* INSTRUCTION *
Report how many lines in the entries below contain the word "tree". Give only the number.

/---

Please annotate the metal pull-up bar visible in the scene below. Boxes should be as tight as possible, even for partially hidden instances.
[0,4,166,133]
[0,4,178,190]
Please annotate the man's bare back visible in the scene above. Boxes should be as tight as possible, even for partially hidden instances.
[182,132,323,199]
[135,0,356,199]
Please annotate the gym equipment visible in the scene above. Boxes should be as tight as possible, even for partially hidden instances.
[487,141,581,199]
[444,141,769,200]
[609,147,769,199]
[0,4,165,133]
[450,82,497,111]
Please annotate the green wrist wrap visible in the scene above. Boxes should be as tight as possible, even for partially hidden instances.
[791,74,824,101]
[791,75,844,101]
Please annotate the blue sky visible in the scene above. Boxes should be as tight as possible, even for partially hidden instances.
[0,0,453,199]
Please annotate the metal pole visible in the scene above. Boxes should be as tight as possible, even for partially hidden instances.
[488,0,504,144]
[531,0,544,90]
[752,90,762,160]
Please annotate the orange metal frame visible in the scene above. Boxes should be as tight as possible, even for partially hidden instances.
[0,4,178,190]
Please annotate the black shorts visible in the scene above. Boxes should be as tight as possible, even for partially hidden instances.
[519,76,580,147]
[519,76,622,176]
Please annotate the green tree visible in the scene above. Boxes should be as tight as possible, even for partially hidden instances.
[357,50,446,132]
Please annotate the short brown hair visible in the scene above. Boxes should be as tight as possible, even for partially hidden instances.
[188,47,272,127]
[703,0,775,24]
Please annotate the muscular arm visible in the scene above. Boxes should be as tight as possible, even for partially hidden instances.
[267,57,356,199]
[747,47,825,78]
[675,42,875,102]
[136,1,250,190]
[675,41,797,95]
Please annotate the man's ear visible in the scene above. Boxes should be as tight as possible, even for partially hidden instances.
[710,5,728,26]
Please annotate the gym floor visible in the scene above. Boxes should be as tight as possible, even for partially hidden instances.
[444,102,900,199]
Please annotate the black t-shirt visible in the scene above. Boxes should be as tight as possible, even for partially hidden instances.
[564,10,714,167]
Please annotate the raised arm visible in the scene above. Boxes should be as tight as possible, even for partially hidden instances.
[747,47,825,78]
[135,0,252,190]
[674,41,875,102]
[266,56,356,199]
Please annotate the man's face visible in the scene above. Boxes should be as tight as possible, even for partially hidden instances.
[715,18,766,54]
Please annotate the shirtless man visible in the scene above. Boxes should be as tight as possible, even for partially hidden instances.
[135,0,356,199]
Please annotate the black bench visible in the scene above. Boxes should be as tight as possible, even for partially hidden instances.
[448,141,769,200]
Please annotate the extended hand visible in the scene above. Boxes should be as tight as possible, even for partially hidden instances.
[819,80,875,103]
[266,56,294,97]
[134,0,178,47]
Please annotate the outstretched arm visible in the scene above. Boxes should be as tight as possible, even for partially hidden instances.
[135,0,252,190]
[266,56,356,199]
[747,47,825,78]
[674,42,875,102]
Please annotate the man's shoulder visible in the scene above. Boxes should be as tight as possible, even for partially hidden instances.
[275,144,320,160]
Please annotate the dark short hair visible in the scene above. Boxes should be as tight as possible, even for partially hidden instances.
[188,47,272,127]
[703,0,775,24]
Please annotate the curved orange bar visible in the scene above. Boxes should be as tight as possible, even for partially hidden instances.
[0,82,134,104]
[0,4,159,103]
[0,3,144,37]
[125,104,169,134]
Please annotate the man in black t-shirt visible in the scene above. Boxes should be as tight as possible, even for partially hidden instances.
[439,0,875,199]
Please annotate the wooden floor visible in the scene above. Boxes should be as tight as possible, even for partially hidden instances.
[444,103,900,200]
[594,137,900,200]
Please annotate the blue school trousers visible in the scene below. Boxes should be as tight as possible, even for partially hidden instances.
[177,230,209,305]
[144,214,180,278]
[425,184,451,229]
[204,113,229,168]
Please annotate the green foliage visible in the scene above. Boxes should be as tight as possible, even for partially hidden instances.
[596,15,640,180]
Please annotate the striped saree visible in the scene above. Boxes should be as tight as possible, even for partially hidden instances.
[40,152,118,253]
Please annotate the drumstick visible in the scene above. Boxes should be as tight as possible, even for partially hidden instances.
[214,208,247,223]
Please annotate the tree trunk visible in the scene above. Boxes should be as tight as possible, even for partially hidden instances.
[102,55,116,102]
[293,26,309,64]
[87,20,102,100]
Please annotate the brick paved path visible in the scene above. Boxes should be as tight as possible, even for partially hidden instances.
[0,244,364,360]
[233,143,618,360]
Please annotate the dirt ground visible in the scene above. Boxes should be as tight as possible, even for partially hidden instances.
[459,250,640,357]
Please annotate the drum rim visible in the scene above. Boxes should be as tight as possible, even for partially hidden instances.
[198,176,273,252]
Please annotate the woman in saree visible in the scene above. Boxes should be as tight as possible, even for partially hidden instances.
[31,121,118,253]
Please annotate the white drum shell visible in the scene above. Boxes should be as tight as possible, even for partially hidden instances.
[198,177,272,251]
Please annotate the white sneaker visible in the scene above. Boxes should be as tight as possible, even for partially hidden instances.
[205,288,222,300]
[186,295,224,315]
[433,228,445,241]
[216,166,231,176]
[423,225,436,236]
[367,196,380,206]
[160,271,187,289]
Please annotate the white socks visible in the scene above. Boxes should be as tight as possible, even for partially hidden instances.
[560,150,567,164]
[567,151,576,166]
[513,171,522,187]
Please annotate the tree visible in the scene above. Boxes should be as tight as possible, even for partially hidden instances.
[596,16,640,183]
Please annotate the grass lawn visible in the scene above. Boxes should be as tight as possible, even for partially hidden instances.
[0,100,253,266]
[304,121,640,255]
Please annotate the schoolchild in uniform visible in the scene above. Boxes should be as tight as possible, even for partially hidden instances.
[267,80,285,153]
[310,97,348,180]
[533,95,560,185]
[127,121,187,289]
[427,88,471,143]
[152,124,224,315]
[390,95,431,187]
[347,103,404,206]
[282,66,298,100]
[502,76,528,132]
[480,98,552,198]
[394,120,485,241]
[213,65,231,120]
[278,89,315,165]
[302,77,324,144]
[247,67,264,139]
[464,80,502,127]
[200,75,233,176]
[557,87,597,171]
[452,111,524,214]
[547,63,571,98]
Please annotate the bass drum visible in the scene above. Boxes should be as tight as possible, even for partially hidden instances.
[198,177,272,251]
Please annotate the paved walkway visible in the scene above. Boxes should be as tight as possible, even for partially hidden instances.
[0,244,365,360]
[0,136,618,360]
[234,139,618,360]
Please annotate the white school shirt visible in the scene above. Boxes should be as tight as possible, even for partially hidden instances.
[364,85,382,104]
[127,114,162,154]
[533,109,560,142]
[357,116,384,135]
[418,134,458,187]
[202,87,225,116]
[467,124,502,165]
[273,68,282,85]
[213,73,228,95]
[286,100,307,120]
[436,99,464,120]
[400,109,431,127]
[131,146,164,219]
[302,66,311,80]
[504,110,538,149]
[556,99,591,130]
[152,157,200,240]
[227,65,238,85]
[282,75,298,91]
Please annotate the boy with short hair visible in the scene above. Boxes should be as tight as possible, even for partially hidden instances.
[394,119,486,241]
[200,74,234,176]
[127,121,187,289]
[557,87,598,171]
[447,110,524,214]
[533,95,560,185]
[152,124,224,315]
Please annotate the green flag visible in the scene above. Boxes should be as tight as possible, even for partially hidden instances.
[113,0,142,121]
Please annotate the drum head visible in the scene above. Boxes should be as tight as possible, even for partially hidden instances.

\---

* EXERCISE RESPONSE *
3